OBJETIVO 1: Apresente como uma lista JSON de strings as linhas da listagem que vão da linha com "shown in [135,358]." até o fim da listagem, incluindo as duas pontas. Use uma string para cada linha e deixe de fora as linhas em branco.

TEXTO FORNECIDO:
++++
A morte na cabeceira

Evandro Affonso Ferreira completa sua Trilogia do desespero com o romance Os piores dias da minha vida foram todos, sobre uma mulher que agoniza

por 06/12/2014 00:13
Arquivo pessoal
Arquivo pessoal (foto: Arquivo pessoal)
Carlos Herculano Lopes



Ex-dono de um sebo que ficou famoso em São Paulo por reunir escritores e intelectuais conhecidos, que por lá passavam à procura de novidades ou para um dedo de prosa, Evandro Affonso Ferreira estreou na literatura em 2000 com o volume de contos Grogotó. Conta-se que teria sido descoberto por um dos frequentadores do seu “comércio”, o renomado crítico, poeta e ensaísta José Paulo Paes. O homem se encantou com suas histórias, tecidas num estilo refinado, que o diferenciava de outros autores do gênero. Naquela época, a prosa de Evandro Affonso, como lembrou o também crítico e escritor Ronaldo Cagiano, era mais voltada para a palavra. Em seguida, vieram outros quatro livros de contos até a publicação da novela Catâmbrias, que saiu em 2006.

Talvez inconscientemente, Evandro Affonso Ferreira, que é mineiro de Araxá, mas está radicado há mais de 40 anos em São Paulo, estivesse preparando o terreno para seu primeiro romance, Minha mãe se matou sem dizer adeus, lançado em 2010, e com o qual deu início à Trilogia do desespero, como o próprio autor a nomeou. Deu certo, pois o livro, além de ter sido aclamado pela crítica, que não lhe poupou elogios, foi ainda o vencedor do Prêmio Associação Paulista dos Críticos de Arte (APCA).
++++
Itens guardados de uma coleção:
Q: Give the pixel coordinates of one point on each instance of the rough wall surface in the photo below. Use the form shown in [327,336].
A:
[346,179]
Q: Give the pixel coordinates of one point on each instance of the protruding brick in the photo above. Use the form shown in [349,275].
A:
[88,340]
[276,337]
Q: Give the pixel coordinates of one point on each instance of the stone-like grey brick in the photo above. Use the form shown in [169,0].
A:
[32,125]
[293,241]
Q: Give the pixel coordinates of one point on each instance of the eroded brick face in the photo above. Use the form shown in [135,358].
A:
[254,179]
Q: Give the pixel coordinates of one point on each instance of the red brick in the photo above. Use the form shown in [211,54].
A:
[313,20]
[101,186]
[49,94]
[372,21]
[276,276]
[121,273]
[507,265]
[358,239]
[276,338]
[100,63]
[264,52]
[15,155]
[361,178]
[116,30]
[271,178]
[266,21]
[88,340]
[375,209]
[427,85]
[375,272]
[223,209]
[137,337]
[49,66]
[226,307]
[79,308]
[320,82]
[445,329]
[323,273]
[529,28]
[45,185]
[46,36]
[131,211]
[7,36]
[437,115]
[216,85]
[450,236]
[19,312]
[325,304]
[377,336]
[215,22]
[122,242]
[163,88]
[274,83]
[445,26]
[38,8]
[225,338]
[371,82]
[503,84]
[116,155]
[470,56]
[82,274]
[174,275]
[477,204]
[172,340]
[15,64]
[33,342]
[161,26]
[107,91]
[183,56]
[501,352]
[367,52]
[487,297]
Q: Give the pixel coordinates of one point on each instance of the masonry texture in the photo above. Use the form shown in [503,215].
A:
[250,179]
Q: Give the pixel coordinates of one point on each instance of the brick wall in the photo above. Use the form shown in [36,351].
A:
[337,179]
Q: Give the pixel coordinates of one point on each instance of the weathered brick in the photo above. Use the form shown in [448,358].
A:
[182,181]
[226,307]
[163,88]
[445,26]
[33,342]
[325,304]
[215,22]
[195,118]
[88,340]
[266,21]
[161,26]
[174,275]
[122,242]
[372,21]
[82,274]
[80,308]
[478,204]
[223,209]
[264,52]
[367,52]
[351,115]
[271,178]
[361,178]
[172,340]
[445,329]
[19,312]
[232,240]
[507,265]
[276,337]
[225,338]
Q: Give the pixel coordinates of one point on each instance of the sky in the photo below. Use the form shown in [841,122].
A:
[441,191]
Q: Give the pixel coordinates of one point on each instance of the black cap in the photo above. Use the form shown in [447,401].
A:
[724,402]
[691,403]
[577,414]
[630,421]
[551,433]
++++
OBJETIVO 2: Transcreva na íntegra, sem nenhuma alteração, o texto sobre a Trilogia do desespero de Evandro Affonso Ferreira.

RESPOSTA DESENVOLVIDA 1:
[
  "Q: Give the pixel coordinates of one point on each instance of the eroded brick face in the photo above. Use the form shown in [135,358].",
  "A:",
  "[254,179]",
  "Q: Give the pixel coordinates of one point on each instance of the red brick in the photo above. Use the form shown in [211,54].",
  "A:",
  "[313,20]",
  "[101,186]",
  "[49,94]",
  "[372,21]",
  "[276,276]",
  "[121,273]",
  "[507,265]",
  "[358,239]",
  "[276,338]",
  "[100,63]",
  "[264,52]",
  "[15,155]",
  "[361,178]",
  "[116,30]",
  "[271,178]",
  "[266,21]",
  "[88,340]",
  "[375,209]",
  "[427,85]",
  "[375,272]",
  "[223,209]",
  "[137,337]",
  "[49,66]",
  "[226,307]",
  "[79,308]",
  "[320,82]",
  "[445,329]",
  "[323,273]",
  "[529,28]",
  "[45,185]",
  "[46,36]",
  "[131,211]",
  "[7,36]",
  "[437,115]",
  "[216,85]",
  "[450,236]",
  "[19,312]",
  "[325,304]",
  "[377,336]",
  "[215,22]",
  "[122,242]",
  "[163,88]",
  "[274,83]",
  "[445,26]",
  "[38,8]",
  "[225,338]",
  "[371,82]",
  "[503,84]",
  "[116,155]",
  "[470,56]",
  "[82,274]",
  "[174,275]",
  "[477,204]",
  "[172,340]",
  "[15,64]",
  "[33,342]",
  "[161,26]",
  "[107,91]",
  "[183,56]",
  "[501,352]",
  "[367,52]",
  "[487,297]",
  "Q: Give the pixel coordinates of one point on each instance of the masonry texture in the photo above. Use the form shown in [503,215].",
  "A:",
  "[250,179]",
  "Q: Give the pixel coordinates of one point on each instance of the brick wall in the photo above. Use the form shown in [36,351].",
  "A:",
  "[337,179]",
  "Q: Give the pixel coordinates of one point on each instance of the weathered brick in the photo above. Use the form shown in [448,358].",
  "A:",
  "[182,181]",
  "[226,307]",
  "[163,88]",
  "[445,26]",
  "[33,342]",
  "[325,304]",
  "[215,22]",
  "[195,118]",
  "[88,340]",
  "[266,21]",
  "[161,26]",
  "[174,275]",
  "[122,242]",
  "[372,21]",
  "[82,274]",
  "[80,308]",
  "[478,204]",
  "[223,209]",
  "[264,52]",
  "[367,52]",
  "[351,115]",
  "[271,178]",
  "[361,178]",
  "[172,340]",
  "[445,329]",
  "[19,312]",
  "[232,240]",
  "[507,265]",
  "[276,337]",
  "[225,338]",
  "Q: Give the pixel coordinates of one point on each instance of the sky in the photo below. Use the form shown in [841,122].",
  "A:",
  "[441,191]",
  "Q: Give the pixel coordinates of one point on each instance of the black cap in the photo above. Use the form shown in [447,401].",
  "A:",
  "[724,402]",
  "[691,403]",
  "[577,414]",
  "[630,421]",
  "[551,433]"
]

RESPOSTA DESENVOLVIDA 2:
A morte na cabeceira

Evandro Affonso Ferreira completa sua Trilogia do desespero com o romance Os piores dias da minha vida foram todos, sobre uma mulher que agoniza

por 06/12/2014 00:13
Arquivo pessoal
Arquivo pessoal (foto: Arquivo pessoal)
Carlos Herculano Lopes



Ex-dono de um sebo que ficou famoso em São Paulo por reunir escritores e intelectuais conhecidos, que por lá passavam à procura de novidades ou para um dedo de prosa, Evandro Affonso Ferreira estreou na literatura em 2000 com o volume de contos Grogotó. Conta-se que teria sido descoberto por um dos frequentadores do seu “comércio”, o renomado crítico, poeta e ensaísta José Paulo Paes. O homem se encantou com suas histórias, tecidas num estilo refinado, que o diferenciava de outros autores do gênero. Naquela época, a prosa de Evandro Affonso, como lembrou o também crítico e escritor Ronaldo Cagiano, era mais voltada para a palavra. Em seguida, vieram outros quatro livros de contos até a publicação da novela Catâmbrias, que saiu em 2006.

Talvez inconscientemente, Evandro Affonso Ferreira, que é mineiro de Araxá, mas está radicado há mais de 40 anos em São Paulo, estivesse preparando o terreno para seu primeiro romance, Minha mãe se matou sem dizer adeus, lançado em 2010, e com o qual deu início à Trilogia do desespero, como o próprio autor a nomeou. Deu certo, pois o livro, além de ter sido aclamado pela crítica, que não lhe poupou elogios, foi ainda o vencedor do Prêmio Associação Paulista dos Críticos de Arte (APCA).